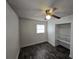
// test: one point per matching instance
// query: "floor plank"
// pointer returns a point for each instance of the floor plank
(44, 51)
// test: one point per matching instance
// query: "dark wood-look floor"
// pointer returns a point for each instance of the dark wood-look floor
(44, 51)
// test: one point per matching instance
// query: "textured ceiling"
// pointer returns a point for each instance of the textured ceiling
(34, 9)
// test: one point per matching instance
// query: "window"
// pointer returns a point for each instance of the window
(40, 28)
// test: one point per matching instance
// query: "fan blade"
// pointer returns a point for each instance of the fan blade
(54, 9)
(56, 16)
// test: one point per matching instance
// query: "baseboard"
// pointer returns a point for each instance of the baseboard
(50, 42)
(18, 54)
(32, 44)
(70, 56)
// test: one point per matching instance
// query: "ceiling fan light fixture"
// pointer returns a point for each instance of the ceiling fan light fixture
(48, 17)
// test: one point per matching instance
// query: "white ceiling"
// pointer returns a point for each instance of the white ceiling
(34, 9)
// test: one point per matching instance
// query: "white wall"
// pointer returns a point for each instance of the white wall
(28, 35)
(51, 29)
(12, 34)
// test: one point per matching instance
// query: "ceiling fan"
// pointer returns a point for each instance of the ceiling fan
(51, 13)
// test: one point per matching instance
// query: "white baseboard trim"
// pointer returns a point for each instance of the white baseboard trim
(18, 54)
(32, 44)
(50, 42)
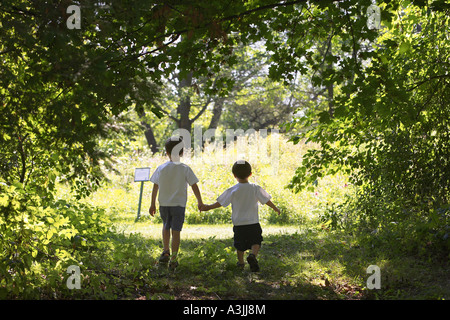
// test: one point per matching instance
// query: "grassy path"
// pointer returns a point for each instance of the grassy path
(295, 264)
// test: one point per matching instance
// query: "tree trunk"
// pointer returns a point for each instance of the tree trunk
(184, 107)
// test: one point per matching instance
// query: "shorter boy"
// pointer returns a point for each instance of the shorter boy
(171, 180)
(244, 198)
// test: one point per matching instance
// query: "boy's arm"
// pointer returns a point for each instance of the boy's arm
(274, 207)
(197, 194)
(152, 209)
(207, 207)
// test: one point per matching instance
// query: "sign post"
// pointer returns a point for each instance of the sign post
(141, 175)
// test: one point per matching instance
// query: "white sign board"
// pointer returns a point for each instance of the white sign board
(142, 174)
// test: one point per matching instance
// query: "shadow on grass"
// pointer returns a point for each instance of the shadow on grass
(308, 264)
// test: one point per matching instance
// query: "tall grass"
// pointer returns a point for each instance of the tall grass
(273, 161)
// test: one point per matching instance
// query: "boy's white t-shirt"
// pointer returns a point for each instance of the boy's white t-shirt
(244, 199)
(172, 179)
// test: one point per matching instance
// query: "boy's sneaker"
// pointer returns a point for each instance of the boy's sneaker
----
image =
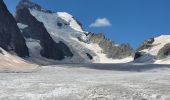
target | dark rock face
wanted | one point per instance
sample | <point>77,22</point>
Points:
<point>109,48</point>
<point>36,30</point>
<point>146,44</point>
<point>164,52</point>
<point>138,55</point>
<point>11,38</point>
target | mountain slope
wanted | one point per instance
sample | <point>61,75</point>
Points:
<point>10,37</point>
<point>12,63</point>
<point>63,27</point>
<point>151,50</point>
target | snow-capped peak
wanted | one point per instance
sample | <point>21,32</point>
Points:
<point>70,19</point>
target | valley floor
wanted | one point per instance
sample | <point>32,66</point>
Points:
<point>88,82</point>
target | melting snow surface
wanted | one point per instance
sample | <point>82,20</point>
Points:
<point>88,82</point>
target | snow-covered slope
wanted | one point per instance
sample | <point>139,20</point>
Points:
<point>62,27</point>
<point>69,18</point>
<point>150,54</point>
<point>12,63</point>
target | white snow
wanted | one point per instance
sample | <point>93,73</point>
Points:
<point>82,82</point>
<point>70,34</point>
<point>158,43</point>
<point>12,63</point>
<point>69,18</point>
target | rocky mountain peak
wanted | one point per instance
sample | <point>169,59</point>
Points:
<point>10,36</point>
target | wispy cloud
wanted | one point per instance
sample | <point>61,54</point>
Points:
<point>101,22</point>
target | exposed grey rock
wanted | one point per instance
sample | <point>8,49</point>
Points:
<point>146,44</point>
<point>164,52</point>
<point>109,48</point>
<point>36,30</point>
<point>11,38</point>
----
▶ [What the exercise asks]:
Gather each line of the material above that contains the string "slope", and copy those lines out. Match case exactly.

▶ [Solution below]:
target | mountain slope
target | snow-covered slope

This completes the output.